Jouw opdrachten:
a. Welke activiteiten heeft de bv volgens de tekst over de belastinguitspraken?
b. Typ uit de tekst over de belastinguitspraken alles over vanaf "De rechtbank stelde" tot en met "aandelen onzakelijk was.".
c. Schrijf de tekst over de belastinguitspraken verder, te beginnen na de laatste zin.

In deze zaak verkocht een vader in 2013 de aandelen in zijn bv aan zijn zoon. De activiteiten van de bv zijn het houden en fokken van zeldzaam melkvee. Vader leed hierbij verlies, want de verkoopprijs van de aandelen was aanzienlijk lager dan de intrinsieke waarde van de onderneming. Bij het vaststellen van de verkoopprijs was namelijk rekening gehouden met badwill en vervolginvesteringen. De inspecteur vond echter dat de prijs van de aandelen onzakelijk was en corrigeerde de opbrengst van de aandelenverkoop.
De rechtbank stelde dat de intrinsieke waarde in beginsel gelijk is aan de waarde van de aandelen in het economische verkeer, tenzij er sprake is van over- of onderrentabiliteit van de onderneming. In dit geval was er sprake van onderrentabiliteit en had de accountant zich bij de waardering van de aandelen gebaseerd op de bedrijfswaarde van de onroerende zaken uit een taxatierapport. Omdat de inspecteur niet had aangetoond dat de accountant de waarde van de aandelen niet onafhankelijk had vastgesteld, oordeelde de rechtbank dat hij niet aannemelijk had gemaakt dat de verkoopprijs van de aandelen onzakelijk was.
Bron: Rechtbank Gelderland, 11-6-2019
Doelmatigheidsmarge telt niet bij lager gebruikelijk loon
Als een dga vindt dat het gebruikelijk loon voor hem lager moet worden vastgesteld dan het bedrag dat voortvloeit uit de gebruikelijkloonregeling, kan hij geen beroep doen op de doelmatigheidsmarge. Deze marge geldt namelijk alleen in situaties waarin het gebruikelijk loon hoger is, zo heeft de Hoge Raad bevestigd.

Gegeven items:
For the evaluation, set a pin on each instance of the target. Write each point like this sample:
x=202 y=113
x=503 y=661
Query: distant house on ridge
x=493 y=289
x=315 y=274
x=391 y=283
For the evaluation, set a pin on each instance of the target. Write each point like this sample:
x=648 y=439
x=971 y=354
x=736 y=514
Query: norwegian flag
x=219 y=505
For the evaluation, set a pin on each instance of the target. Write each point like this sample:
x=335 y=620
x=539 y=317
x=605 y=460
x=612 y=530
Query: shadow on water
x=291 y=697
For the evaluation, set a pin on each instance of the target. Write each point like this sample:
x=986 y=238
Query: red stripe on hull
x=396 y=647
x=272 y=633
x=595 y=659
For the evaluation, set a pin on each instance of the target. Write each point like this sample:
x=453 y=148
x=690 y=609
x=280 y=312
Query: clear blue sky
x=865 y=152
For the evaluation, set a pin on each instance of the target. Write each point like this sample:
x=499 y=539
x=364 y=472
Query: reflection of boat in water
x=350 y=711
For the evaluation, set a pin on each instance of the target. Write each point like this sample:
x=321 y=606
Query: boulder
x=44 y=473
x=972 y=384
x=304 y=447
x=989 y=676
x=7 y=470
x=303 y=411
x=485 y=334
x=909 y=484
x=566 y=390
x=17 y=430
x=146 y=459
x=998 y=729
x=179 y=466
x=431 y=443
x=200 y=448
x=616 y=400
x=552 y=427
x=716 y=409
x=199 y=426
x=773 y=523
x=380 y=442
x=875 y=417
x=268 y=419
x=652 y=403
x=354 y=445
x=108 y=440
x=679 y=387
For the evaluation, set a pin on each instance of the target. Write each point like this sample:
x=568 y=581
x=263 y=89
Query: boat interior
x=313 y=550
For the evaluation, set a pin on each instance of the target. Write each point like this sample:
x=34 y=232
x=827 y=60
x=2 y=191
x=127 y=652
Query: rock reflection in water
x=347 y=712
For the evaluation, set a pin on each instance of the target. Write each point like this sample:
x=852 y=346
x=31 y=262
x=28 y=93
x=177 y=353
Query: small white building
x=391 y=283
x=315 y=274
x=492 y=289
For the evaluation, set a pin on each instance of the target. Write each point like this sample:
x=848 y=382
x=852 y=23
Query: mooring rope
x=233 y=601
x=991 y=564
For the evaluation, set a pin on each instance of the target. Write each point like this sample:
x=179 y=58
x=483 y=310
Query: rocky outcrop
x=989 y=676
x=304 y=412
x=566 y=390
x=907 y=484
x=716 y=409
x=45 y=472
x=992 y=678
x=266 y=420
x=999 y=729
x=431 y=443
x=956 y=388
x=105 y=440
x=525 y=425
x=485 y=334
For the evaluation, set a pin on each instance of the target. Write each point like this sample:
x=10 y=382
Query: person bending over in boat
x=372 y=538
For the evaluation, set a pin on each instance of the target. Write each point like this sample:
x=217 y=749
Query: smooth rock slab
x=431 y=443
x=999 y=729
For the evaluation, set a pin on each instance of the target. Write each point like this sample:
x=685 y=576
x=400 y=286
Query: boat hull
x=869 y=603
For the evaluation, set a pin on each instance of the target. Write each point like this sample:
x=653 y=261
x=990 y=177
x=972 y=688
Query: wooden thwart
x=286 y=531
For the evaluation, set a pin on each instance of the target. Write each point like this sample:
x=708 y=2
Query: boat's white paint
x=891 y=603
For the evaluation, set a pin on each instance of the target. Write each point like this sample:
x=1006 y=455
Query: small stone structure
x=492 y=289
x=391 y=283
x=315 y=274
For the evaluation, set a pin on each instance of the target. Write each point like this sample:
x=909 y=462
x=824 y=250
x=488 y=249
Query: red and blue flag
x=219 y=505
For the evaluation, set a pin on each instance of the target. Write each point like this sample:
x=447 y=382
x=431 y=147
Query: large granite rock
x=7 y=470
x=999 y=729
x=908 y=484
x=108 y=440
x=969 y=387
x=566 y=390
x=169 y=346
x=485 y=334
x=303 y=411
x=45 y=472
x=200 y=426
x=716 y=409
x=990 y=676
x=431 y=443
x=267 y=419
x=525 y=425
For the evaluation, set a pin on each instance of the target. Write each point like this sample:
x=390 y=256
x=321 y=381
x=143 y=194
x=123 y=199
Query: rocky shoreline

Antwoorden:
a. Het houden en fokken van zeldzaam melkvee.

b.
De rechtbank stelde dat de intrinsieke waarde in beginsel gelijk is aan de waarde van de aandelen in het economische verkeer, tenzij er sprake is van over- of onderrentabiliteit van de onderneming. In dit geval was er sprake van onderrentabiliteit en had de accountant zich bij de waardering van de aandelen gebaseerd op de bedrijfswaarde van de onroerende zaken uit een taxatierapport. Omdat de inspecteur niet had aangetoond dat de accountant de waarde van de aandelen niet onafhankelijk had vastgesteld, oordeelde de rechtbank dat hij niet aannemelijk had gemaakt dat de verkoopprijs van de aandelen onzakelijk was.

c.
Een dga had aandelen in twee bv’s. Omdat de man twintig uur per week meewerkte in deze bv’s, stelde de inspecteur het gebruikelijk loon over 2014 vast op € 22.000. Dit was namelijk de helft van het toenmalige normbedrag van € 44.000. De dga had echter slechts een bedrag van € 13.069 opgegeven in zijn aangifte. Voor Hof Den Haag voerde de dga aan dat de doelmatigheidsmarge moest worden toegepast, wat in deze zaak zou betekenen dat het gebruikelijk loon moest worden verminderd met 30%. Daarnaast stelde de dga dat het door de inspecteur vastgestelde gebruikelijk loon ook te hoog was vanwege het feit dat de bv’s geen winst maakten.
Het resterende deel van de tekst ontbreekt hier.